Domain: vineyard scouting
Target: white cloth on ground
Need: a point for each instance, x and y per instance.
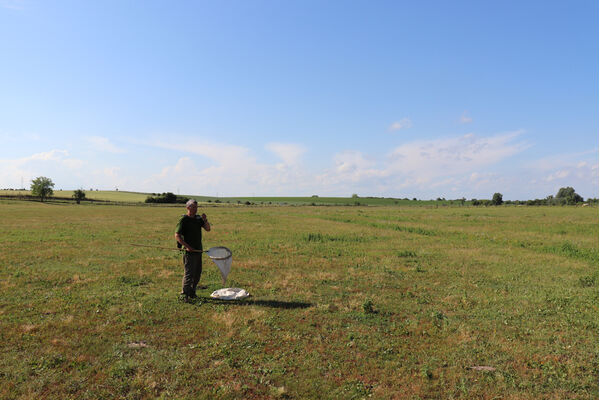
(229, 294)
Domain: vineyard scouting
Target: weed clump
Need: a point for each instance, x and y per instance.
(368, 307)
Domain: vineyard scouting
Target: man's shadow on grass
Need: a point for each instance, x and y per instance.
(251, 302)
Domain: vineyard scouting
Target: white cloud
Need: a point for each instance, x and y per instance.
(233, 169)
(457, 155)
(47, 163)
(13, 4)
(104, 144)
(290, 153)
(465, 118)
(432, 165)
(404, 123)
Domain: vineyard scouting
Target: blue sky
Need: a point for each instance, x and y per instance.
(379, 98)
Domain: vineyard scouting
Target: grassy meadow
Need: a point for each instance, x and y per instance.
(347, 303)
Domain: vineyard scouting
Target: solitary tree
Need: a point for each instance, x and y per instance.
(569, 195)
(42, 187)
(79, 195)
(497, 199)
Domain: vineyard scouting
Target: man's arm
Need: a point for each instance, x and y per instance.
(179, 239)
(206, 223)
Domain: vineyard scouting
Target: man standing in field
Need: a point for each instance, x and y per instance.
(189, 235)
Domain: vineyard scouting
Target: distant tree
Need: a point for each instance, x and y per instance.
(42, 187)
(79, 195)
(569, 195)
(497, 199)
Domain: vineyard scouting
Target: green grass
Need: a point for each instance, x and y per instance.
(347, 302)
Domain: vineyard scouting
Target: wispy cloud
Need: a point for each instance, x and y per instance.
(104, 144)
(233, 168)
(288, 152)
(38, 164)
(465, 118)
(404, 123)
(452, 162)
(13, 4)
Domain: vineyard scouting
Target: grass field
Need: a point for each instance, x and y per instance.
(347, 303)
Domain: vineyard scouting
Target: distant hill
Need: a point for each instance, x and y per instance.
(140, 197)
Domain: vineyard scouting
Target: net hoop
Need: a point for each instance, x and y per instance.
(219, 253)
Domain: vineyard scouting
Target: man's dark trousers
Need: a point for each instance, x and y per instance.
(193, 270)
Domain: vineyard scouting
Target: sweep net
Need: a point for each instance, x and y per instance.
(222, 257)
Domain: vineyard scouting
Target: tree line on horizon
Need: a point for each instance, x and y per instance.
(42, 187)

=======

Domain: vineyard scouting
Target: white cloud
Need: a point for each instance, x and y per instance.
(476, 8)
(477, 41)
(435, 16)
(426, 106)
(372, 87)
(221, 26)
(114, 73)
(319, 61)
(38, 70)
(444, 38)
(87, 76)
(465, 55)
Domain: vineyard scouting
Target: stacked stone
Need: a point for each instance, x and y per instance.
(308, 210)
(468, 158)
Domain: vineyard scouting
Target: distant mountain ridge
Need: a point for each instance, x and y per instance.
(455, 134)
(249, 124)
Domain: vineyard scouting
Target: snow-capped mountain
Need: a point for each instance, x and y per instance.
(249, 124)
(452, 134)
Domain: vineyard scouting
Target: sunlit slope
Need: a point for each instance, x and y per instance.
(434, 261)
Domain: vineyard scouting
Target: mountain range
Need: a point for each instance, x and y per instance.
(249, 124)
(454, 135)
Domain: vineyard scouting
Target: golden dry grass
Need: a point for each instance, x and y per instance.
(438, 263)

=======

• **YOUR OBJECTIVE**
Pull out each line in the material above that contains the string "distant", treating uppercase and lowercase letters as distinct.

• **COMPLETED EXERCISE**
Target: distant tree
Target: distant hill
Target: distant mountain ridge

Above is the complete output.